__Problem requirements__.
Reproduce every one of the items below word for word, keeping each line unchanged.

__Entries__.
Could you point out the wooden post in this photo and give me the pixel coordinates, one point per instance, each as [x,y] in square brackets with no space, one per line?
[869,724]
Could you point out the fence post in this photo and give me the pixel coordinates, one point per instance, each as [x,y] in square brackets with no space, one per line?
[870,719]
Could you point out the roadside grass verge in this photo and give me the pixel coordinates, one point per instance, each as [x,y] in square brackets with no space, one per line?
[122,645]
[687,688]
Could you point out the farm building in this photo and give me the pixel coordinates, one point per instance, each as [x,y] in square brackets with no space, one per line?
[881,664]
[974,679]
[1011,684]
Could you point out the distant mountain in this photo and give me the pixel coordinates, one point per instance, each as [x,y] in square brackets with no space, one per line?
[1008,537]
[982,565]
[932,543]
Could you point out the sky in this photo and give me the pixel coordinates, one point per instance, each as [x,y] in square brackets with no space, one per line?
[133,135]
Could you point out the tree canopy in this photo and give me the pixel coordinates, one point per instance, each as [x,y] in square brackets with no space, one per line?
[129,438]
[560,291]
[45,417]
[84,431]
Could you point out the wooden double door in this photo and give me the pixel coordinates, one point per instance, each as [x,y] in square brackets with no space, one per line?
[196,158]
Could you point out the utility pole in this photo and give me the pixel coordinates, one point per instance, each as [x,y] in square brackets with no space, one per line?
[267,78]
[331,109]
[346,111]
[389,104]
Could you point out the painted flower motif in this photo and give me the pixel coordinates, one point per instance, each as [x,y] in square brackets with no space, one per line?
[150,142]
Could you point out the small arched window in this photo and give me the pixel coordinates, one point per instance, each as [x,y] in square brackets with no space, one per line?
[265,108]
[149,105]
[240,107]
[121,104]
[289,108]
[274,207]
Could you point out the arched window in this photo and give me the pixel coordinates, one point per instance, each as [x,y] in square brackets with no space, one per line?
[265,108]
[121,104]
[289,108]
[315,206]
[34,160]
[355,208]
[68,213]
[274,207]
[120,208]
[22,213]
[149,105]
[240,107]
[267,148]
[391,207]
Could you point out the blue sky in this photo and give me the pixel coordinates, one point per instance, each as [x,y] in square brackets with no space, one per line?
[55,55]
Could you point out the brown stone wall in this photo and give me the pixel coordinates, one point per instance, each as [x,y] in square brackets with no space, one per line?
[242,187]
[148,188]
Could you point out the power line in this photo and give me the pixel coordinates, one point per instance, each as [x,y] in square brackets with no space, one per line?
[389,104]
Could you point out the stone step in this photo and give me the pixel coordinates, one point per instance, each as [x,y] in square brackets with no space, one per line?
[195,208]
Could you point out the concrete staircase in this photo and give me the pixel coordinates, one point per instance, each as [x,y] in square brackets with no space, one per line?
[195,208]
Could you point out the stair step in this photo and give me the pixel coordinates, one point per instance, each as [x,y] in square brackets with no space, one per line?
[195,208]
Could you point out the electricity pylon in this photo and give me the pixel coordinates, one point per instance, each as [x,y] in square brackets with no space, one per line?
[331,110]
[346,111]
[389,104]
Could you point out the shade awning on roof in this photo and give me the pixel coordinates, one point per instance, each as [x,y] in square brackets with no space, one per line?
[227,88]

__Task result__.
Could you point out the wooden post in this photo and give me the pixel coordinates, one point per instance, each as [x,y] in square brackets with no space, one per line?
[869,724]
Could you point out the fence post in this photo and give me the pixel coordinates, one point per instance, each as [x,y] in square brackets with no space, one per line?
[870,719]
Could you point out the roadside grass verge in this photo and give me the pixel coordinates, one point per instance, each as [x,y] in square brackets with no space, one per line?
[122,645]
[687,688]
Could you point out the farm building in this photo and give me the pixel coordinates, one point per instance, each as [x,y] in square brackets with no space, one per line?
[881,664]
[974,679]
[1011,684]
Could you point out the distant mountain in this photo and give me the pixel coordinates, one point per instance, each as [x,y] in square brackets with no space, one per line?
[1008,537]
[982,565]
[932,543]
Could you point out the sky in this photo and give me the pixel coordinates, one point per instance, each as [x,y] in square brackets with no space, one per line?
[133,135]
Could you point out the tree canopy in this photo and give me the pixel coordinates, one point per instance, each as [x,y] in square brackets with no space, one per line?
[129,438]
[560,291]
[45,417]
[84,431]
Could you point out the wooden double door in this photo and give me the pixel coordinates, one point per instance, each as [x,y] in square brackets with no space, one per line?
[196,158]
Could you point out the utility pole in this photo and give me the pixel coordinates, one point per instance, each as [x,y] in square brackets with no space, one per line?
[267,78]
[331,109]
[346,111]
[389,104]
Could you point out the painted flower motif in this photo and give me the pixel coordinates, one point per instance, each as [x,y] in square brackets with no space, one per line?
[150,142]
Could you point out the small arched window in this photo and give me the pixel coordinates, one point per instance, each as [x,y] in square brackets with no space, one per line?
[265,108]
[149,105]
[240,107]
[121,104]
[289,108]
[274,207]
Could you point out the arched window in this photo and give me the pixel coordinates, one point per instance, each as [x,y] in square brackets with no space, one per line?
[265,108]
[121,104]
[289,108]
[315,206]
[34,160]
[355,208]
[68,213]
[274,207]
[120,208]
[22,213]
[149,105]
[240,107]
[267,148]
[391,207]
Could you point out the blue sky in this photo and give me the pixel coordinates, one point per instance, each as [x,y] in square brackets with no space, one per line?
[55,55]
Could you point out the brown stone wall in this photo and give me the pixel coordinates, one point per instance, each as [x,y] in square brackets with no space, one per line?
[242,187]
[148,188]
Could you point out the power line in this photo and give me the pixel coordinates, one point per instance, each as [x,y] in square brackets with no space, one per line?
[389,104]
Could you point out the stone step in this photo and give me the pixel coordinates, one point per instance, each as [x,y] in square brackets with no space, one per line?
[195,208]
Could you point out the concrete staircase in this photo and give me the pixel coordinates, one point per instance, each as [x,y] in square brackets with no space, one per line?
[195,208]
Could you point out the stair step in this photo and give me the pixel coordinates, one point per instance, each as [x,y] in square brackets with no space, one per line?
[195,208]
Could you point out the electricity pylon in this photo and give me the pixel coordinates, one point per instance, each as [x,y] in square brackets with no space, one per line?
[331,110]
[346,111]
[389,104]
Could you point out the shade awning on roof in this photo and give me the pixel coordinates, one point per instance, each as [x,y] in square brackets with no space, one per line?
[227,88]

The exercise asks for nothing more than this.